Stored items
— START —

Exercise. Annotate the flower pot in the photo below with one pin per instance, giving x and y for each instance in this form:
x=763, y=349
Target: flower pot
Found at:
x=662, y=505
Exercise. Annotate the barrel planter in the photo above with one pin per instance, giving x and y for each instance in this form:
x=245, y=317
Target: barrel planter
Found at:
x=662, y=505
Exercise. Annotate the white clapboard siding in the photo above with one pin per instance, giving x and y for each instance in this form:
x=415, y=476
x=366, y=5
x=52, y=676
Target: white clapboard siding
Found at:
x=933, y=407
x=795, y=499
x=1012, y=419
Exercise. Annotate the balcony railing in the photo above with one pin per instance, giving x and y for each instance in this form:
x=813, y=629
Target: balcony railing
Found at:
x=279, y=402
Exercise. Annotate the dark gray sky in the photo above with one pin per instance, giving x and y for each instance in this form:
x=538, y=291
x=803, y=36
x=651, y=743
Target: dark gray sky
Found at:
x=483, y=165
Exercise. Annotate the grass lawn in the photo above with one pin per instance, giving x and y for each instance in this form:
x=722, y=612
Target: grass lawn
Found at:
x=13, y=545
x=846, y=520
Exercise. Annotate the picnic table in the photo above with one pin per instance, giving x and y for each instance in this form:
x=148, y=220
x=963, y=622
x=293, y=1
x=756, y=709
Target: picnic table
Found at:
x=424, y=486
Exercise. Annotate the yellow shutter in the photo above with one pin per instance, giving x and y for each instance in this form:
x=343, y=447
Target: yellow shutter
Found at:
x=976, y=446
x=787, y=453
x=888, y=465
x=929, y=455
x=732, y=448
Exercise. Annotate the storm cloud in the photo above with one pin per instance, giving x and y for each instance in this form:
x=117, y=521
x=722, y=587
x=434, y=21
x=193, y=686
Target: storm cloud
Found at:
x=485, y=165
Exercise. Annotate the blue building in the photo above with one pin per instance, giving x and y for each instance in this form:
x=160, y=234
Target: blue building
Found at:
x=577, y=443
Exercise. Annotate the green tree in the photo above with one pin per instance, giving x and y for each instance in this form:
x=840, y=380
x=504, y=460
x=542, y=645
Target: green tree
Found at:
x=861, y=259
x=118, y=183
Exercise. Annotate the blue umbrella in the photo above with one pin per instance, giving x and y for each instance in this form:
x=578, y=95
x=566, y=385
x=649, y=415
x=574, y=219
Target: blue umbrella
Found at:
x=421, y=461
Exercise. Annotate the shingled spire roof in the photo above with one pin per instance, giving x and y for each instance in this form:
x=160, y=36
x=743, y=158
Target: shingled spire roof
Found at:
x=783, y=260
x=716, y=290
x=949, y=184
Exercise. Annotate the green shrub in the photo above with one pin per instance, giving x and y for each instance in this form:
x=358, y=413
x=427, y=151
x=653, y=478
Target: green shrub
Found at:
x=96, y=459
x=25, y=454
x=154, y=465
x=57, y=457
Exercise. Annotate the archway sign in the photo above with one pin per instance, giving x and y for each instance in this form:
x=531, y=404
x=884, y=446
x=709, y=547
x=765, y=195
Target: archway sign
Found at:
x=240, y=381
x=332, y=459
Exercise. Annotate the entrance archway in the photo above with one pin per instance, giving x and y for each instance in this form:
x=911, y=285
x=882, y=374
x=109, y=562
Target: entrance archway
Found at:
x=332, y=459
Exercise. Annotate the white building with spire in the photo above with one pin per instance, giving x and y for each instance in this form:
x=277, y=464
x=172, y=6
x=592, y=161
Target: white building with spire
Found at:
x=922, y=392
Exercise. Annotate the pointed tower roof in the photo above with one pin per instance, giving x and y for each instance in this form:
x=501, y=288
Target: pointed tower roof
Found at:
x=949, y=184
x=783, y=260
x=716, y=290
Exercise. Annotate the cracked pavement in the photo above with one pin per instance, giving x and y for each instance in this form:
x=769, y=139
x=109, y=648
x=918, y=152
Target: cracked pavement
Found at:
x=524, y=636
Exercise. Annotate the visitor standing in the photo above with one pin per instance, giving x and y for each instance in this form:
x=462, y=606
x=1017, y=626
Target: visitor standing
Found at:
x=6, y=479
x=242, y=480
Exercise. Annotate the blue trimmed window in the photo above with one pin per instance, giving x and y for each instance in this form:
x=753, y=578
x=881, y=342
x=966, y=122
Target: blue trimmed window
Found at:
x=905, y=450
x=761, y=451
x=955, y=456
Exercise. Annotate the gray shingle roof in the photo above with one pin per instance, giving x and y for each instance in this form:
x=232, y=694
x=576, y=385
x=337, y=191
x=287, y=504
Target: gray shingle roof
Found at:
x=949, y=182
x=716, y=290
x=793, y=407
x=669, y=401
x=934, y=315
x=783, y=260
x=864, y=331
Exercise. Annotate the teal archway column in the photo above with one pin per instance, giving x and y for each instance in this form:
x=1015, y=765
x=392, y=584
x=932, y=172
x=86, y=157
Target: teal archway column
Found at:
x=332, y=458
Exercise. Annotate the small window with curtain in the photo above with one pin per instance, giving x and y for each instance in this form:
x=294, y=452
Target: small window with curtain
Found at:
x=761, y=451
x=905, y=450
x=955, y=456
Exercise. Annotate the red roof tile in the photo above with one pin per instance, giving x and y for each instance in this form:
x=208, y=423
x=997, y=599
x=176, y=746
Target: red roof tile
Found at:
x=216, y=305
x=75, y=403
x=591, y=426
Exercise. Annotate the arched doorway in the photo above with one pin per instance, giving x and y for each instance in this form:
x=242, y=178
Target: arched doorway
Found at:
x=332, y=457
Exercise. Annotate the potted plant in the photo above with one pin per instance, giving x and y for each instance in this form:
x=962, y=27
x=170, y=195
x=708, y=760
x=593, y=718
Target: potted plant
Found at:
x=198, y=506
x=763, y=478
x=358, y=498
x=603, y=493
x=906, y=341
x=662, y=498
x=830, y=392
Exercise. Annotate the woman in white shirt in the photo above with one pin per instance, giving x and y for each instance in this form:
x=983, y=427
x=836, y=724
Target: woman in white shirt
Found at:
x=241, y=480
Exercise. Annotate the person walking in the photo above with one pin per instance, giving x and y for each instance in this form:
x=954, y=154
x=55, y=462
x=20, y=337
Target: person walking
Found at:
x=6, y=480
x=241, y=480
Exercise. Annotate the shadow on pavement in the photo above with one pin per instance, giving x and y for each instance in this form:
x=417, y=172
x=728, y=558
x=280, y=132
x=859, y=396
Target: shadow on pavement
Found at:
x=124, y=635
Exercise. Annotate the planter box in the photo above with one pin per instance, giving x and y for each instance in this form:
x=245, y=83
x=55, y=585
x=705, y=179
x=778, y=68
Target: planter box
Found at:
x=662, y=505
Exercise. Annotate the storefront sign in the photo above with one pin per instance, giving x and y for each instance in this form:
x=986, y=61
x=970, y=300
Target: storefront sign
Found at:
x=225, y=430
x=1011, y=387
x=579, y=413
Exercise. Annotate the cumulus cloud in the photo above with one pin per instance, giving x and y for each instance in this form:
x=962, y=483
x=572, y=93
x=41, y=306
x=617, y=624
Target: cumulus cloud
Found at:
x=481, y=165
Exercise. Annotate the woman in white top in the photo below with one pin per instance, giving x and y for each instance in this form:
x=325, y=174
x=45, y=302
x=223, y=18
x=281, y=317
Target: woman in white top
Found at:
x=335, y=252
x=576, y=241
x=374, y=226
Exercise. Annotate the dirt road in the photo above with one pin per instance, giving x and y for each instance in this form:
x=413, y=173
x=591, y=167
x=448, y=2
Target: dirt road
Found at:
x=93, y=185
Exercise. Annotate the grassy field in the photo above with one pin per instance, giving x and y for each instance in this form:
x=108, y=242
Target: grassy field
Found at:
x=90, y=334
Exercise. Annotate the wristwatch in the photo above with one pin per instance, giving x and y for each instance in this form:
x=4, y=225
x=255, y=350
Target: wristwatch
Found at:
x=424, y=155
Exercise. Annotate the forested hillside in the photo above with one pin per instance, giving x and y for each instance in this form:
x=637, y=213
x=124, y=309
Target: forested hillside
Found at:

— END —

- [STATED EXERCISE] Extract every line from the one with "Exercise. Annotate the person" down to the final line above, both included, exactly as written.

- [WRITTEN SOLUTION]
Exercise. Annotate the person walking in the photo above with one pin per instance, giving x and y for each instance in this form:
x=954, y=154
x=55, y=462
x=20, y=337
Target: person walking
Found at:
x=6, y=480
x=241, y=480
Exercise. Annotate the shadow on pavement in the photo above with one pin per instance, giving x and y for each instance in this form:
x=417, y=172
x=728, y=558
x=280, y=132
x=859, y=396
Target: shadow on pavement
Found at:
x=124, y=635
Exercise. Annotate the planter box in the photo above with one pin per instance, giving x and y for each instance in this form:
x=245, y=83
x=55, y=585
x=705, y=179
x=778, y=68
Target: planter box
Found at:
x=662, y=505
Exercise. Annotate the storefront sign in the photo above with one pin per instance, giving x and y for each instance in this form:
x=986, y=61
x=970, y=300
Target: storefront sign
Found at:
x=225, y=430
x=1011, y=387
x=579, y=413
Exercise. Annotate the cumulus cloud in the photo above with one pin per instance, giving x and y for each instance in this form:
x=962, y=483
x=572, y=93
x=41, y=306
x=617, y=624
Target: cumulus cloud
Found at:
x=481, y=165
Exercise. Annotate the woman in white top in the photo below with one pin per instance, giving x and y for each instance in this form:
x=325, y=174
x=45, y=302
x=223, y=18
x=281, y=317
Target: woman in white top
Found at:
x=335, y=252
x=576, y=241
x=374, y=226
Exercise. Annotate the dirt road in the photo above with one pin per instance, giving x and y for each instance in this form:
x=413, y=173
x=591, y=167
x=448, y=2
Target: dirt road
Found at:
x=93, y=185
Exercise. Annotate the grassy field in the photo above with one pin per instance, giving x and y for each instance in this form:
x=108, y=242
Target: grassy field
Found at:
x=90, y=334
Exercise. Annotate the wristwatch in the photo above with one pin per instance, giving x and y for each instance in this form:
x=4, y=225
x=255, y=350
Target: wristwatch
Found at:
x=424, y=155
Exercise. Annotate the forested hillside in the photo above with one pin per instance, giving x and y for each instance in this form:
x=637, y=213
x=124, y=309
Target: forested hillside
Found at:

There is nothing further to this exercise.